TASK TO COMPLETE:
Rename "rough mask" to "coarse mask" everywhere it occurs in the lines below, leaving everything else unchanged. Reproduce all the lines without the pictures.

**** SOURCE MATERIAL

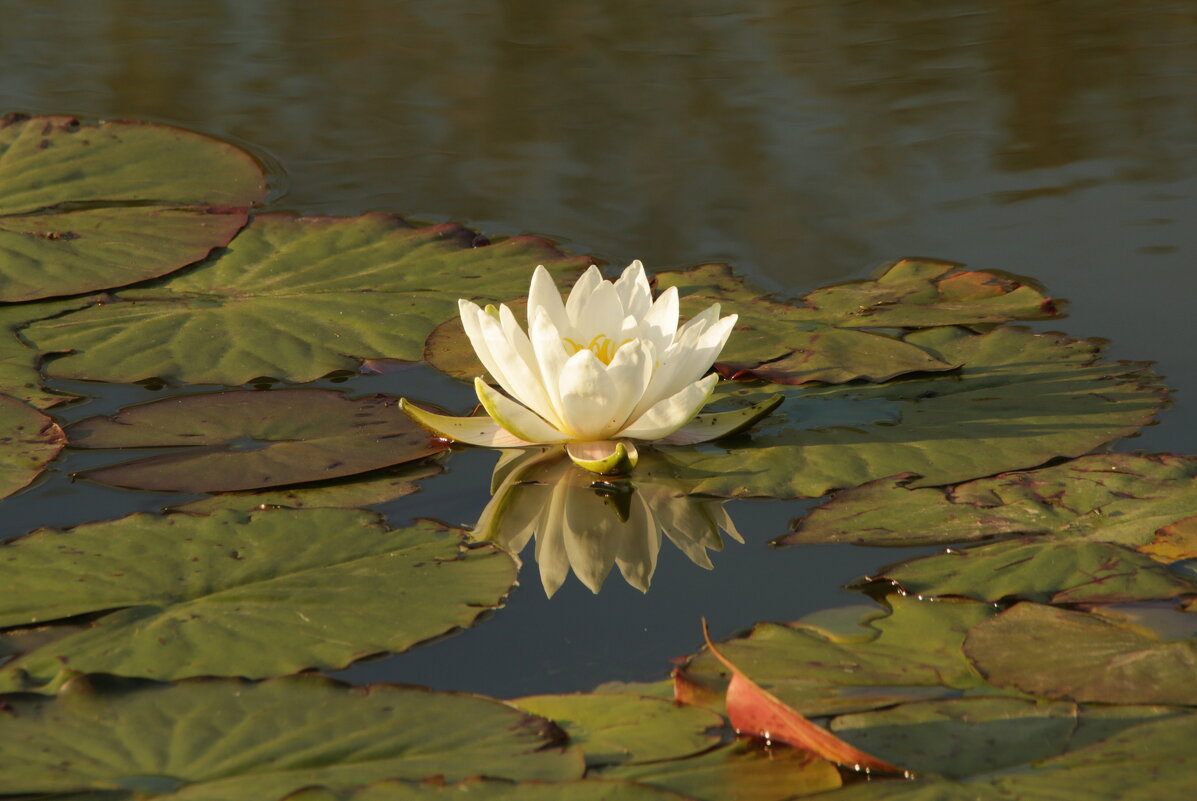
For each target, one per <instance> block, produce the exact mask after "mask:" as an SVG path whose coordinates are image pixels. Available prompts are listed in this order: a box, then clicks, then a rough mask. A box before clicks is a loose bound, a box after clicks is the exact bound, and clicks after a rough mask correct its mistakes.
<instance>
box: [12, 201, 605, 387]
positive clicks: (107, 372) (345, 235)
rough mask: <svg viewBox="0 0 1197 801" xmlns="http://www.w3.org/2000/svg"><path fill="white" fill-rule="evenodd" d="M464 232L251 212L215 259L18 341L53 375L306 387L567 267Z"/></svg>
mask: <svg viewBox="0 0 1197 801" xmlns="http://www.w3.org/2000/svg"><path fill="white" fill-rule="evenodd" d="M474 242H475V236H474V233H473V232H472V231H469V230H467V229H464V227H462V226H460V225H435V226H430V227H419V229H417V227H409V226H408V225H407V224H406V223H403V222H402V220H401V219H399V218H396V217H393V216H390V214H382V213H371V214H363V216H360V217H296V216H292V214H261V216H259V217H255V218H254V220H253V222H251V223H250V224H249V225H248V226H247V227H245V230H244V231H242V232H241V235H238V236H237V238H236V239H235V241H233V242H232V243H230V245H229V247H227V248H226V249H225V250H224V251H223V253H221V254H220V255H219V256H218V257H215V259H213V260H211V261H208V262H205V263H203V265H200V266H198V267H196V268H194V269H190V271H187V272H186V273H183V274H180V275H172V277H170V278H166V279H163V280H160V281H157V283H156V284H154V285H153V286H150V287H142V289H138V290H123V291H121V292H119V293H117V296H116V302H113V303H105V304H104V305H96V307H91V308H87V309H83V310H80V311H75V312H72V314H68V315H65V316H62V317H57V318H55V320H49V321H43V322H38V323H35V324H32V326H30V327H29V328H26V329H25V335H26V336H28V338H29V339H30V340H32V341H34V342H35V344H36V345H37V346H38V347H41V348H43V350H47V351H67V350H68V351H71V353H69V354H68V356H65V357H61V358H57V359H54V360H53V362H51V363H49V364H47V372H48V374H49V375H54V376H57V377H62V378H87V380H95V381H116V382H133V381H140V380H144V378H152V377H157V378H162V380H164V381H178V382H183V383H218V384H243V383H245V382H248V381H251V380H253V378H256V377H260V376H271V377H275V378H284V380H287V381H296V382H304V381H314V380H316V378H320V377H321V376H324V375H327V374H329V372H332V371H334V370H358V368H359V366H360V364H361V362H363V360H365V359H378V358H394V359H405V360H415V359H419V358H420V353H421V350H423V346H424V340H425V338H426V336H427V335H429V333H430V332H431V330H432V328H433V327H435V326H436V324H437V323H439V322H442V321H444V320H448V318H449V317H450V316H452V315H455V314H456V311H457V298H458V297H469V298H476V299H506V298H510V297H514V296H517V295H521V293H523V292H525V291H527V285H528V275H530V274H531V271H533V268H534V267H535V266H536V265H539V263H543V265H545V266H546V267H548V268H549V271H551V272H553V273H554V274H555V275H557V277H558V278H561V277H565V275H572V274H575V273H577V272H578V271H579V269H581V267H582V265H583V263H584V260H581V259H565V257H563V256H561V254H560V253H559V251H558V250H557V249H555V248H553V247H552V245H551V244H548V243H547V242H546V241H543V239H539V238H536V237H529V236H519V237H512V238H509V239H503V241H502V242H498V243H496V244H488V245H484V247H474Z"/></svg>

********

ANSWER SPACE:
For each target, one per <instance> block, produce the exact mask after "mask:" as an SVG path whose coordinates are image pixels. Available prompts are listed in this order: a box, then clicks, then a coarse mask. A box before clicks is a loose bound, a box after clicks is the exact bound, and clicks after a coarse mask correct its mistakes.
<instance>
box: [12, 201, 605, 387]
positive clicks: (107, 372) (345, 235)
coarse mask: <svg viewBox="0 0 1197 801" xmlns="http://www.w3.org/2000/svg"><path fill="white" fill-rule="evenodd" d="M464 232L251 212L215 259L18 341L53 375L306 387L567 267Z"/></svg>
mask: <svg viewBox="0 0 1197 801" xmlns="http://www.w3.org/2000/svg"><path fill="white" fill-rule="evenodd" d="M474 242H475V236H474V233H473V232H472V231H469V230H467V229H464V227H462V226H460V225H435V226H430V227H419V229H417V227H409V226H408V225H407V224H406V223H403V222H402V220H401V219H399V218H396V217H393V216H390V214H382V213H371V214H363V216H360V217H296V216H292V214H261V216H259V217H255V218H254V220H253V222H251V223H250V224H249V225H248V226H247V227H245V230H244V231H242V232H241V235H238V236H237V238H236V239H235V241H233V242H232V243H230V245H229V247H227V248H226V249H225V250H224V251H223V253H221V254H220V255H219V256H218V257H215V259H213V260H211V261H208V262H205V263H203V265H200V266H198V267H196V268H194V269H190V271H187V272H186V273H183V274H180V275H172V277H170V278H166V279H163V280H160V281H157V283H156V284H154V285H153V286H150V287H142V289H138V290H123V291H121V292H119V293H117V296H116V302H113V303H105V304H104V305H96V307H91V308H87V309H83V310H80V311H75V312H72V314H68V315H65V316H62V317H57V318H55V320H49V321H43V322H38V323H35V324H32V326H30V327H29V328H26V329H25V335H26V336H28V338H29V339H30V340H32V341H34V342H35V344H36V345H37V346H38V347H41V348H43V350H47V351H67V350H68V351H71V353H69V354H68V356H65V357H61V358H57V359H54V360H53V362H51V363H49V364H47V372H48V374H49V375H54V376H57V377H62V378H87V380H95V381H116V382H133V381H140V380H144V378H152V377H157V378H162V380H164V381H178V382H183V383H218V384H243V383H245V382H248V381H251V380H253V378H256V377H260V376H271V377H275V378H284V380H287V381H296V382H304V381H314V380H316V378H320V377H321V376H324V375H327V374H329V372H332V371H334V370H358V368H359V366H360V364H361V362H363V360H365V359H378V358H394V359H405V360H415V359H419V358H420V353H421V350H423V346H424V340H425V338H426V336H427V335H429V333H430V332H431V330H432V328H433V327H435V326H436V324H437V323H439V322H442V321H444V320H448V318H449V317H450V316H452V315H455V314H456V311H457V298H458V297H469V298H476V299H506V298H510V297H514V296H517V295H521V293H523V292H525V291H527V285H528V275H530V274H531V271H533V268H534V267H535V266H536V265H539V263H543V265H545V266H546V267H548V268H549V271H551V272H553V273H554V274H555V275H557V277H558V278H561V277H565V275H572V274H575V273H577V272H578V271H579V269H581V267H582V265H583V263H584V260H581V259H565V257H563V256H561V254H560V253H559V251H558V250H557V249H555V248H553V247H552V245H551V244H548V243H547V242H546V241H543V239H539V238H536V237H529V236H519V237H512V238H509V239H503V241H502V242H498V243H496V244H488V245H484V247H474Z"/></svg>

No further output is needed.